● Document passage:

>>>>

I had already devoted a great deal of my last process post to design. Still, I felt I didn’t capture the assignment to share some examples of websites that got my approval. In addition, I was supposed to talk about marketability next week! It seems I thoroughly confused myself! So I will take a step back and add a bit more about design and share some websites that I find pleasing, as well as show some that I do not care for.
My love-hate relationship with minimalism
On the one hand, it is undeniable that minimalism deserves its place as a design aesthetic that continues to inspire all aspects of creative works. Websites, architecture, print and digital media, fashion, decor, music, fine arts, pretty much everything. And there are lots of good reasons to prefer a minimalist approach. For example, some people relish a ‘blank page’ approach to organizing their home, which can be important in a world overloaded with clutter, advertisements, people, cars, etc.
We can also make a moral argument that minimalist practices are good and ought to be pursued. Considering we live in a world of overconsumption, rife with gluttonous beliefs that express personal identity through material possession, it shouldn’t be difficult to thread the needle that minimalism offers a method of escape from our accelerated death drive of hoarding clutter.

<<<<

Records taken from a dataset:
>>>>

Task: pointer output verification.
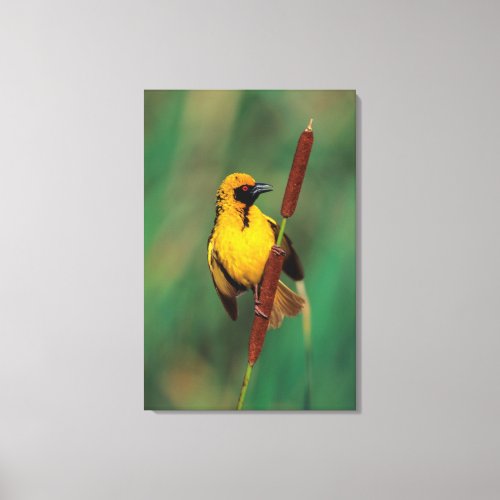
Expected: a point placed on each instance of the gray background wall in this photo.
(71, 103)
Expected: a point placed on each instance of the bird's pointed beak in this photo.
(260, 188)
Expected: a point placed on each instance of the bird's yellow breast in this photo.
(243, 246)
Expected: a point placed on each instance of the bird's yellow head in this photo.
(240, 190)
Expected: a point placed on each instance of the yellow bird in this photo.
(239, 246)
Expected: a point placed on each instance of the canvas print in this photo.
(250, 250)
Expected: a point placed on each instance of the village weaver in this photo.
(239, 246)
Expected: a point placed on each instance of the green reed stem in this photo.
(248, 373)
(244, 387)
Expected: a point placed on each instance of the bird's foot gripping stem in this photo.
(258, 312)
(278, 251)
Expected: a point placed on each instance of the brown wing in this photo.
(292, 265)
(225, 289)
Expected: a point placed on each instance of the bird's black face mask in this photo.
(248, 194)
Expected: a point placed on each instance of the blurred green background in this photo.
(195, 356)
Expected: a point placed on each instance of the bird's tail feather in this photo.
(286, 303)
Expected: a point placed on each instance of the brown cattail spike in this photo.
(298, 171)
(268, 288)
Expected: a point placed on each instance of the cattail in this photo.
(298, 171)
(274, 263)
(268, 288)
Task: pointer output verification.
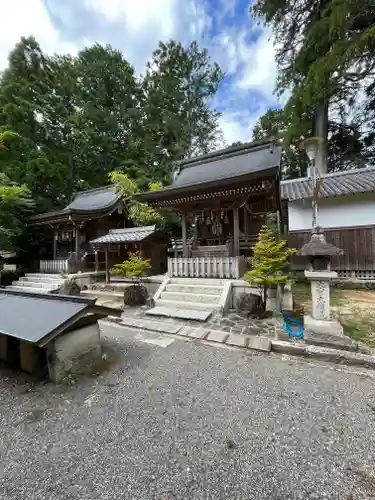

<<<<

● List of tasks:
1/ Answer these from the post on minimalism:
(a) What topic was the writer supposed to cover next week?
(b) What kind of approach do some people relish in organizing their home?
(c) According to the moral argument, minimalism offers a method of escape from what?
2/ Carry the post on minimalism forward from its last sentence.

● Results by task:
1/
(a) Marketability.
(b) A "blank page" approach.
(c) Our accelerated death drive of hoarding clutter.

2/
So what’s the deal? What’s to hate?
It’s because I think that most forms of minimalism are similar to the practice of ‘greenwashing.’ Greenwashing is usually a form of advertising or marketing spin to persuade the public that the organization’s products, aims and policies are environmentally friendly. But I am using it slightly differently. Instead of being limited to a process used by businesses, minimalism presents itself as a solution to real-world material problems without actually addressing the root of their problems. It’s a band-aid, addressing the symptom rather than the cause.
Too poor to own a house? Try living in a shipping container! I hate that minimalism is so often poverty in cosplay.
Furthermore, since minimalism is also a design trend, plenty of businesses have jumped on board with their website design, yet the outcome often creates cognitive dissonance. Why?
Minimalism is perceived as clean, lightweight, only what is needed, free from clutter, and utilitarian, but rarely does the ethos and philosophy of business correspond to these principles on any meaningful level. They believe in minimalism as a marketing strategy to maximize the consumption of their respective products.
Let’s look at medium.com
What does this website tell us? It’s no bells, no whistles approach is ‘sleek,’ and its visual hierarchies are clearer for the audience to navigate without any hassle towards its product, which is its news stories. Little nuggets of information in a world governed by the mantra that information is knowledge, and knowledge is power. For Medium, like all content mills, information is also currency—a worshipped and coveted form of power.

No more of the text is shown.